### TEXTO DE ORIGEM
********
Sua luta pela demarcação das terras Yanomami, iniciada em 1978 em parceria com o padre missionário Carlos Zaquini e o antropólogo Bruce Albert, a partir da criação da Comissão para a Criação do Parque Yanomami (CCPY), finalmente se concretizou em 1992, às vésperas da realização da conferência da Organização das Nações Unidas sobre o Clima, a Rio-92.
A criação da Terra Indígena Yanomami (TIY) foi assinada pelo então presidente Collor, contemplando uma área contínua de 1.419.108 hectares de floresta tropical úmida, na fronteira com a Venezuela, entre os estados de Roraima e Amazonas. Nela vivem cerca de 29 mil habitantes, em 371 aldeias, dos grupos Yanomami e Ye’Kwana.
Poderia ser o final feliz de uma luta de décadas. Poderia…
Mas, desgraçadamente, as terras indígenas demarcadas nunca deixaram de despertar a cobiça de garimpeiros e mineradoras ilegais, que não apenas invadem incansavelmente suas fronteiras, como também levam doenças e deixam rastros de poluição por mercúrio e imensas crateras abertas no solo, transformados em permanentes criadouros de insetos transmissores de doenças, especialmente da malária.
Fosse isso pouco, ainda se contabilizariam os ruídos infernais das máquinas que afugentam as caças e provocam a morte dos rios, eliminando as principais fontes de proteína alimentar, aliados à detestável e desumana prática do impedimento da chegada de assistência médica e alimentar à população da região. Assim, doença, fome e desnutrição aquebrantam a capacidade do trabalho, fazendo com que adultos transformem-se em seres prostrados em suas redes, incapazes de alimentarem-se a si mesmos, às suas proles e aos seus idosos progenitores. É o ciclo diabólico da morte instaurado, sem socorro aos mais lancinantes apelos da luta contra o genocídio.
Estudos realizados nos últimos anos por órgãos nacionais de saúde de credibilidade inquestionável comprovaram que, em 2022, cerca de 40% dos Yanomami tiveram diagnóstico confirmado de malária; que em quatro anos 570 crianças morreram de causas evitáveis ou tratáveis como desnutrição, diarreia, malária e covid-19; que, em 2019, 56% dos indígenas locais apresentavam concentrações de mercúrio no sangue acima do limite, em decorrência das atividades do garimpo em suas terras.
********
### LINHAS FORNECIDAS
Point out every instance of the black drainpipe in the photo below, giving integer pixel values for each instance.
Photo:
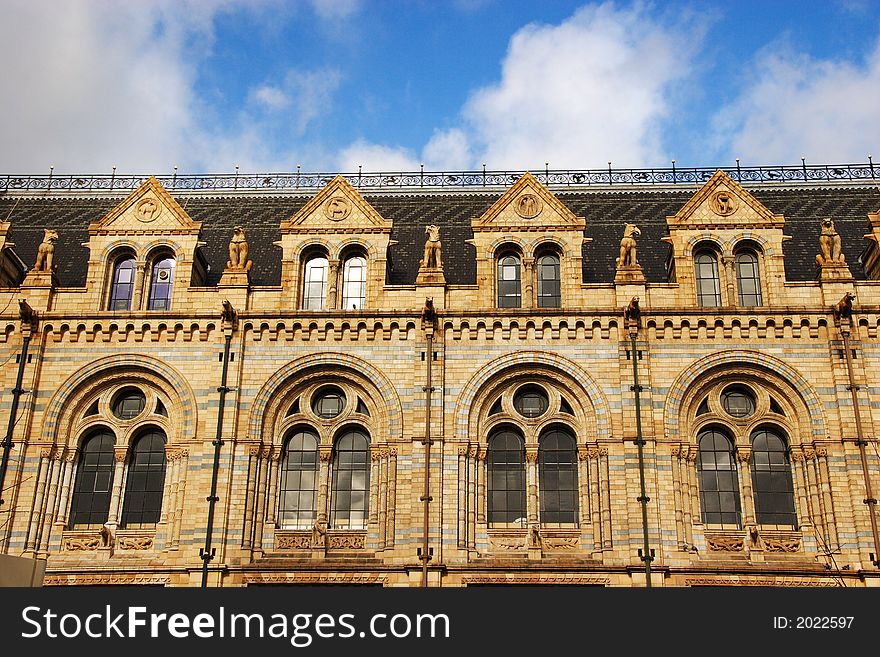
(632, 315)
(207, 552)
(28, 320)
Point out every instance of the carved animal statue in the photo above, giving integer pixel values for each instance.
(46, 251)
(432, 259)
(238, 250)
(429, 315)
(829, 244)
(632, 311)
(843, 309)
(627, 256)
********
### TAREFAS A REALIZAR
1. Edite o trecho do texto sobre os Yanomami que começa com as palavras "A criação da Terra" e termina em "Yanomami e Ye’Kwana.", substituindo "habitantes" por "moradores".
2. Segundo o texto sobre os Yanomami, por que as crateras abertas no solo pelo garimpo representam um risco à saúde?
3. Em que ano a demarcação das terras Yanomami finalmente se concretizou, de acordo com o texto sobre os Yanomami?

### SUAS RESPOSTAS
1.
A criação da Terra Indígena Yanomami (TIY) foi assinada pelo então presidente Collor, contemplando uma área contínua de 1.419.108 hectares de floresta tropical úmida, na fronteira com a Venezuela, entre os estados de Roraima e Amazonas. Nela vivem cerca de 29 mil moradores, em 371 aldeias, dos grupos Yanomami e Ye’Kwana.

2. Elas se transformam em criadouros permanentes de insetos transmissores de doenças, especialmente da malária.

3. Em 1992.